> Opdracht
Zet het tekstfragment over het leren fietsen voort, te beginnen na de laatste zin.

------ Tekstfragment

Op een mooie lentedag zou vader me - op aansturen van moeder - leren fietsen. Ik had net mijn eerste tweewieler gekregen. Voor mijn verjaardag. Geen gloednieuw exemplaar, maar een wankel scharminkel dat te klein was geworden voor mijn opgroeiende broer, die het jaren voordien had gekregen van een andere jongen, die het op zijn beurt had geërfd van zijn grootvader.
Vader hield met zijn koolschoppen van handen mijn stalen ros in bedwang – de ene hand aan het stuur, de andere aan het bagagerek – terwijl ik mijn stekkebeen voorwaarts over de horizontale buis hief en mijn achterwerk op het gecraqueleerde lederen zadel liet ploffen. Om me te helpen vaart te maken, zou hij me een fikse duw geven. Daarna moest ik het zelf zien te redden. Het enige waar ik moest voor opletten – had moeder me toevertrouwd - was dat ik niet tegen één van de jonge boompjes aan knalde waarmee het hele voetpad in onze straat was afgezoomd.

------------
------ Vastgelegde gegevens

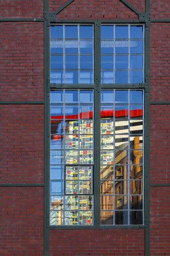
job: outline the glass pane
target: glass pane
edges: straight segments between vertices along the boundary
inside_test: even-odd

------------

> Antwoordvak
Vader zette zich in beweging. Ik hoorde zijn grote voeten als zwemvliezen op de stoeptegels ploffen, terwijl ik langzaam aan snelheid won. Na een meter of tien gaf hij me een laatste fikse duw en liet me los. Ik kneep krampachtig in de verduurde handvatten van mijn stuur en zocht - freewheelend als een afgehaakt zweefvliegtuig - mijn weg over het voetpad. De wind streelde door mijn haren en even voelde ik me vrij als een vogel. Maar dan zag ik plots zo'n jong boompje in een rotvaart op me afkomen. De paniek belette me om van koers te veranderen. En waar de remmen stonden, had vader me niet verteld. Een ogenblik later hing ik als de rank van een haagwinde rond de stam van het boompje geslingerd en hield ik angstvallig mijn vervaarlijk slagzij makende fiets tussen mijn knieën geklemd.
“Papa! Help!” riep ik luid.
Ik kon niet omkijken, maar in gedachten zag ik vader zich losmaken van de grond, een arm voor zich uitstrekken, en naar me toe zweven, waarna hij mijn ranke lijf vakkundig van het boompje zou wikkelen en me troostend in zijn sterke armen zou nemen. Helaas... toen ik met enige moeite toch het hoofd wist te draaien, stelde ik vast dat Superman reeds lang de vlucht naar binnen had genomen.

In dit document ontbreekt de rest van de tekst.